[BEGIN Records]

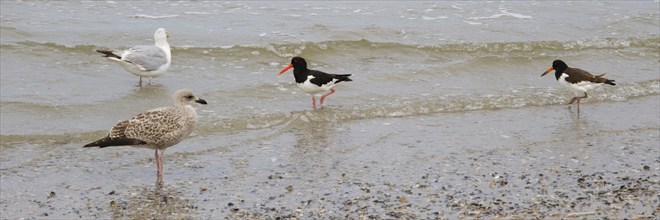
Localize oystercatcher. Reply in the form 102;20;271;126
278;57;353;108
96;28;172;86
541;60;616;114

[END Records]
[BEGIN Records]

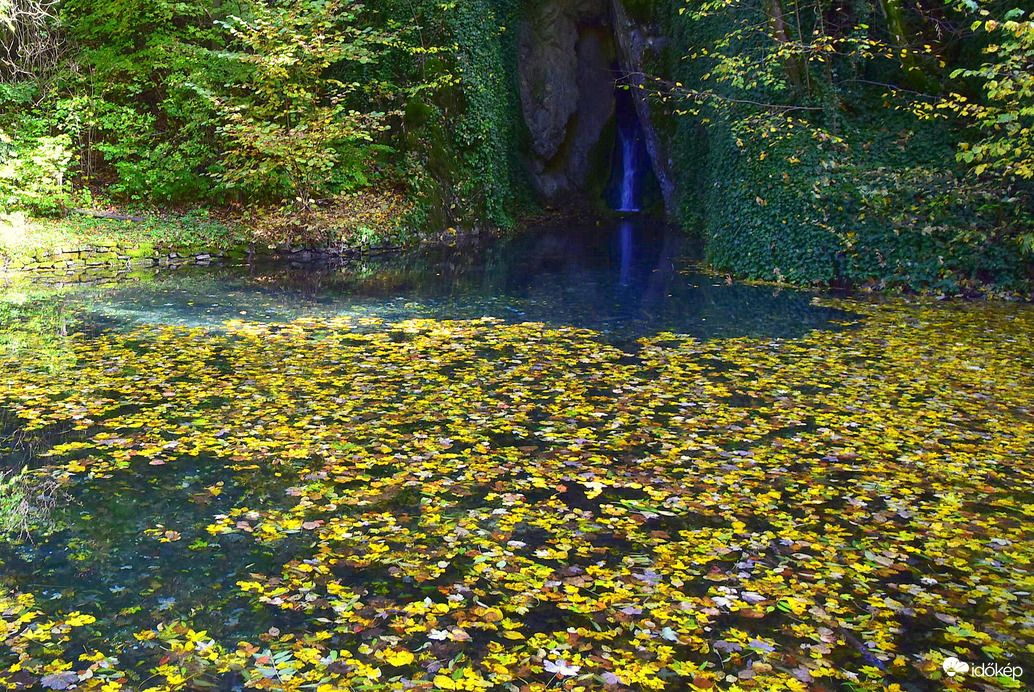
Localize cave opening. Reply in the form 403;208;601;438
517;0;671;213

[END Records]

> Set task
Please duplicate the entries above, starting at the line with "Localize oystercatcher. Reply" and ending at the line with "541;60;616;114", including both of those lines.

> The result
Localize oystercatcher. Reply in the form 102;20;271;126
278;57;353;108
96;28;172;86
541;60;616;114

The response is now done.